> [TASK INSTRUCTIONS]:
Output the records exactly, every one of them.
###
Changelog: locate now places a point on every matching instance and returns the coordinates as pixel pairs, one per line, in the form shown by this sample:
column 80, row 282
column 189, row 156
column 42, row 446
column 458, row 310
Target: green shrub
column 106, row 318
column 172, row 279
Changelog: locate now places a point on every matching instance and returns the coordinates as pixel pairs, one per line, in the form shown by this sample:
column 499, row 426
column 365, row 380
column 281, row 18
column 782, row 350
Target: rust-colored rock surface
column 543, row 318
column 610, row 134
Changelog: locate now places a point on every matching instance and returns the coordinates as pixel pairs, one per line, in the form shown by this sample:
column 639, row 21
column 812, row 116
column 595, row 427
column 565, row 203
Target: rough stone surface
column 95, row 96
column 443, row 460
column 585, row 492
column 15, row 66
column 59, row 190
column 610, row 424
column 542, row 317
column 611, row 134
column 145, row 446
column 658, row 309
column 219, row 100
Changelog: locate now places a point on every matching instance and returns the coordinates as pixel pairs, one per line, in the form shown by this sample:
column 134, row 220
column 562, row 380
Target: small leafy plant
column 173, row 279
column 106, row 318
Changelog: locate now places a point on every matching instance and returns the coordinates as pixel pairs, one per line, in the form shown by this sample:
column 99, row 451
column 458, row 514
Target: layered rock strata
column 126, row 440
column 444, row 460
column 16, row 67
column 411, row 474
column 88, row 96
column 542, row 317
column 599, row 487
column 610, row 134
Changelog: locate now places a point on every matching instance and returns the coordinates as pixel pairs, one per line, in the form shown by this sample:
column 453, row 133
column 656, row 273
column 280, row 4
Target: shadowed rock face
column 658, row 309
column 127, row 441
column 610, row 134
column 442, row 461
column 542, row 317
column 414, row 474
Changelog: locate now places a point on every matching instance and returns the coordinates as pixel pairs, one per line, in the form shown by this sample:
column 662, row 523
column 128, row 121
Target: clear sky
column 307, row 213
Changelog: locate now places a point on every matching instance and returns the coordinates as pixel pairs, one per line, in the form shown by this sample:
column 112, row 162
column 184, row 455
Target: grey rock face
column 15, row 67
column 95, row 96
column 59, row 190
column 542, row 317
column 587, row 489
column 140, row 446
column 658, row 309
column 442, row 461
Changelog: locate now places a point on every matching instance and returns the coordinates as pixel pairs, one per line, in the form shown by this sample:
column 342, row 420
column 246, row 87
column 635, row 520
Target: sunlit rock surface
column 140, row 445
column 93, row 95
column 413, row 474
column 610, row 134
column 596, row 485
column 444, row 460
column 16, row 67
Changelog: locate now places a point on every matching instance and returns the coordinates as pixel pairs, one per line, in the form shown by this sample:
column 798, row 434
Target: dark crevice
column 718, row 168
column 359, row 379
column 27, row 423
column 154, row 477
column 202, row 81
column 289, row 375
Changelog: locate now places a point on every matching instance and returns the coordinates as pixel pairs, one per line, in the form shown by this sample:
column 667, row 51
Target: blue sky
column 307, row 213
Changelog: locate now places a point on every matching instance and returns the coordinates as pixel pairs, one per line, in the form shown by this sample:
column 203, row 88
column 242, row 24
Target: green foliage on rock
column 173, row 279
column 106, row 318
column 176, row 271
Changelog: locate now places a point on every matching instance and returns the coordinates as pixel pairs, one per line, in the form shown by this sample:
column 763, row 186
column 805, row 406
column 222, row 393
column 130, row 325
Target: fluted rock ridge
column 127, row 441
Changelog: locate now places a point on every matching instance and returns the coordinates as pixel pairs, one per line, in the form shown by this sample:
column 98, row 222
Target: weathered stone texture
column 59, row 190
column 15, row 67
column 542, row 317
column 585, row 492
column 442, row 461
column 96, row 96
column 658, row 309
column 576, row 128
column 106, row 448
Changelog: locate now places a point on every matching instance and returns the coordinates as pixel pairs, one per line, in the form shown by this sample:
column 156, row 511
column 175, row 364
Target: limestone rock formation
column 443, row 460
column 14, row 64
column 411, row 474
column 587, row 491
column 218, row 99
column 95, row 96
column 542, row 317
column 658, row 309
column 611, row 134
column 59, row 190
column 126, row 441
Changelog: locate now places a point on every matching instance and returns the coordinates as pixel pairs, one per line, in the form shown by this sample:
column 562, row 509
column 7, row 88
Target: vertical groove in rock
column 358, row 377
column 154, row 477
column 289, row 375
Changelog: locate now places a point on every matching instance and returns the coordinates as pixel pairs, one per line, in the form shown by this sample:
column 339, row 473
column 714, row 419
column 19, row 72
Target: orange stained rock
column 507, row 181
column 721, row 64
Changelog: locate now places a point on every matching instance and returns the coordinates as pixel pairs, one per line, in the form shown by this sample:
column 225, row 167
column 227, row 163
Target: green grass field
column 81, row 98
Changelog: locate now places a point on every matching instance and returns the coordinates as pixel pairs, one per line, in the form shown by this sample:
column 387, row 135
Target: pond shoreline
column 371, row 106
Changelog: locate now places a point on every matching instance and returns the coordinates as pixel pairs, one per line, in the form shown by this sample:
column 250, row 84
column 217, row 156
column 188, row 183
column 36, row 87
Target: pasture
###
> [FINAL ANSWER]:
Changelog: locate now places a point on every matching instance and returns the coordinates as pixel pairs, one per line, in the form shown by this sample:
column 80, row 282
column 189, row 156
column 42, row 446
column 458, row 310
Target: green shrub
column 106, row 318
column 172, row 279
Changelog: locate now places a point on every matching instance and returns the coordinates as pixel pairs, one per line, in the form shown by this sample:
column 499, row 426
column 365, row 380
column 281, row 18
column 782, row 350
Target: rust-colored rock surface
column 543, row 318
column 610, row 134
Changelog: locate now places a point on every matching instance and returns the coordinates as pixel pairs, one per line, in the form shown by this sample:
column 639, row 21
column 812, row 116
column 595, row 427
column 565, row 203
Target: rough stone surface
column 95, row 96
column 443, row 460
column 585, row 492
column 15, row 66
column 59, row 190
column 610, row 424
column 542, row 317
column 611, row 134
column 145, row 446
column 658, row 309
column 219, row 100
Changelog: locate now places a point on every matching instance and returns the coordinates as pixel pairs, one per line, in the form shown by this sample:
column 134, row 220
column 562, row 380
Target: small leafy plant
column 173, row 279
column 106, row 318
Changelog: locate now places a point on every matching instance and returns the coordinates as pixel pairs, one per line, in the form shown by this sample:
column 99, row 451
column 458, row 514
Target: layered rock strata
column 126, row 440
column 444, row 460
column 16, row 67
column 411, row 474
column 88, row 96
column 542, row 317
column 599, row 487
column 610, row 134
Changelog: locate now places a point on every matching instance and returns the coordinates as pixel pairs, one per line, in the form shown by this sample:
column 453, row 133
column 656, row 273
column 280, row 4
Target: shadowed rock face
column 658, row 309
column 127, row 441
column 610, row 134
column 442, row 461
column 542, row 317
column 414, row 474
Changelog: locate now places a point on every matching instance and returns the coordinates as pixel pairs, one per line, in the form shown by this sample:
column 662, row 523
column 128, row 121
Target: clear sky
column 307, row 213
Changelog: locate now places a point on every matching instance and returns the coordinates as pixel pairs, one per line, in the form shown by this sample:
column 112, row 162
column 184, row 455
Target: grey rock face
column 15, row 67
column 95, row 96
column 59, row 190
column 542, row 317
column 587, row 489
column 140, row 446
column 658, row 309
column 442, row 461
Changelog: locate now places a point on every matching instance and returns the coordinates as pixel pairs, one per line, in the form shown by this sample:
column 342, row 420
column 246, row 87
column 635, row 520
Target: sunlit rock surface
column 140, row 445
column 93, row 95
column 413, row 474
column 610, row 134
column 596, row 485
column 444, row 460
column 16, row 67
Changelog: locate now places a point on every matching instance and returns the coordinates as pixel pairs, one per line, in the form shown by this sample:
column 798, row 434
Target: dark crevice
column 718, row 168
column 359, row 379
column 27, row 423
column 154, row 477
column 202, row 81
column 289, row 375
Changelog: locate now places a point on every matching instance and returns the coordinates as pixel pairs, one per line, in the form shown by this sample:
column 667, row 51
Target: blue sky
column 307, row 213
Changelog: locate now places a point on every matching instance and returns the coordinates as pixel pairs, one per line, in the form shown by this sample:
column 203, row 88
column 242, row 24
Target: green foliage on rock
column 173, row 279
column 106, row 318
column 176, row 271
Changelog: locate now places a point on every matching instance and returns the coordinates as pixel pairs, one per line, in the form shown by this sample:
column 763, row 186
column 805, row 406
column 222, row 393
column 130, row 325
Target: fluted rock ridge
column 127, row 441
Changelog: locate now places a point on every matching instance and returns the coordinates as pixel pairs, one per line, in the form shown by this sample:
column 98, row 222
Target: weathered stone texture
column 59, row 190
column 15, row 67
column 542, row 317
column 585, row 492
column 442, row 461
column 96, row 96
column 658, row 309
column 576, row 128
column 106, row 448
Changelog: locate now places a point on every matching instance and returns the coordinates as pixel pairs, one per line, in the form shown by this sample:
column 156, row 511
column 175, row 364
Target: limestone rock formation
column 443, row 460
column 14, row 64
column 411, row 474
column 587, row 491
column 218, row 99
column 95, row 96
column 542, row 317
column 658, row 309
column 611, row 134
column 59, row 190
column 126, row 441
Changelog: locate now places a point on every matching instance and returns the coordinates as pixel pairs, one per line, in the form shown by this sample:
column 562, row 509
column 7, row 88
Target: vertical groove in rock
column 358, row 377
column 154, row 477
column 289, row 375
Changelog: locate now places a point on every matching instance and returns the coordinates as pixel pairs, one per line, in the form shown by this sample:
column 339, row 473
column 714, row 419
column 19, row 72
Target: orange stained rock
column 507, row 181
column 721, row 64
Changelog: locate now places a point on every matching instance and returns the coordinates as pixel pairs, one per line, in the form shown by this sample:
column 225, row 167
column 227, row 163
Target: green grass field
column 81, row 98
Changelog: locate now places a point on every matching instance and returns the coordinates as pixel pairs, one per line, in the form shown by this sample:
column 387, row 135
Target: pond shoreline
column 371, row 106
Changelog: locate now places a point on every matching instance and returns the coordinates as pixel pairs, one per line, in the form shown by this sample:
column 250, row 84
column 217, row 156
column 188, row 183
column 36, row 87
Target: pasture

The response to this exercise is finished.